Point placement entries
## begin

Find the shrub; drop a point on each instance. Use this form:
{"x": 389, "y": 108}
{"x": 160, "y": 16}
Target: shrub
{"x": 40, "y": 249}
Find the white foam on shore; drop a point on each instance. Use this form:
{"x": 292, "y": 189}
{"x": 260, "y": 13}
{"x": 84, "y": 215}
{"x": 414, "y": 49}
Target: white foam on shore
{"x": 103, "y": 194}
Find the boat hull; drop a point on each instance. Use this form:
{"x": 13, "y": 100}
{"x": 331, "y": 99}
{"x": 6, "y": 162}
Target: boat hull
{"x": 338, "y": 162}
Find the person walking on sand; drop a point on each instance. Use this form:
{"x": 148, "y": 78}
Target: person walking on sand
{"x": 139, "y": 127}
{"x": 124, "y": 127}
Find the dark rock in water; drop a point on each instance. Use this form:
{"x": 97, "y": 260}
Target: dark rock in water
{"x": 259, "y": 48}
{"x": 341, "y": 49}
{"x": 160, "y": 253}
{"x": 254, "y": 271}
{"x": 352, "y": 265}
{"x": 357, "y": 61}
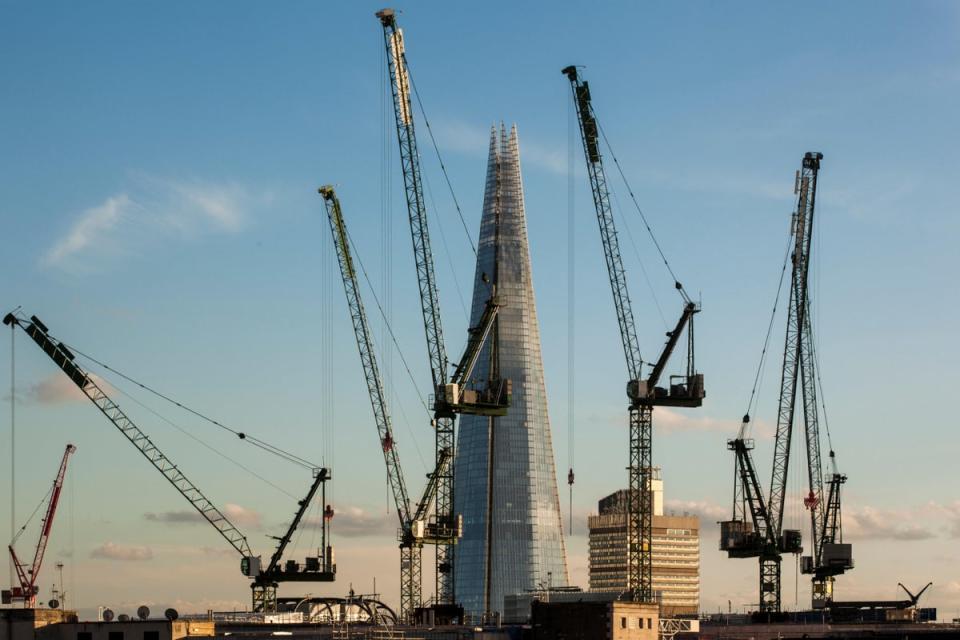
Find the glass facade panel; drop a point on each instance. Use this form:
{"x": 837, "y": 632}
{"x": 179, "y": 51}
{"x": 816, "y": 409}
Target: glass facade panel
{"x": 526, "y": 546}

## end

• [Problem to work on] Rewrite all of the entries above, replacing every occurrence of "drop a point" with "place a marker" and leaving everything else unchanged. Omit the pictures from your answer.

• [Written solution]
Find the shrub; place a marker on each instance. Use this form:
{"x": 389, "y": 108}
{"x": 160, "y": 16}
Target: shrub
{"x": 40, "y": 249}
Find the white foam on shore; place a marker on each instance. Use this form:
{"x": 292, "y": 189}
{"x": 260, "y": 13}
{"x": 84, "y": 215}
{"x": 414, "y": 49}
Target: white foam on shore
{"x": 103, "y": 194}
Find the boat hull; place a marker on each instance. Use this form:
{"x": 13, "y": 100}
{"x": 331, "y": 99}
{"x": 6, "y": 162}
Target: boat hull
{"x": 338, "y": 162}
Find the person walking on sand; place a marker on each instance. Use this form:
{"x": 148, "y": 78}
Target: person walking on sand
{"x": 139, "y": 127}
{"x": 124, "y": 127}
Find the dark rock in water; place a marker on each instance. Use this form:
{"x": 97, "y": 260}
Target: dark rock in water
{"x": 259, "y": 48}
{"x": 341, "y": 49}
{"x": 160, "y": 253}
{"x": 254, "y": 271}
{"x": 352, "y": 265}
{"x": 357, "y": 61}
Find the glass facade panel; place a marker on each instance. Use this form:
{"x": 837, "y": 632}
{"x": 179, "y": 51}
{"x": 816, "y": 409}
Target: glass facade panel
{"x": 526, "y": 546}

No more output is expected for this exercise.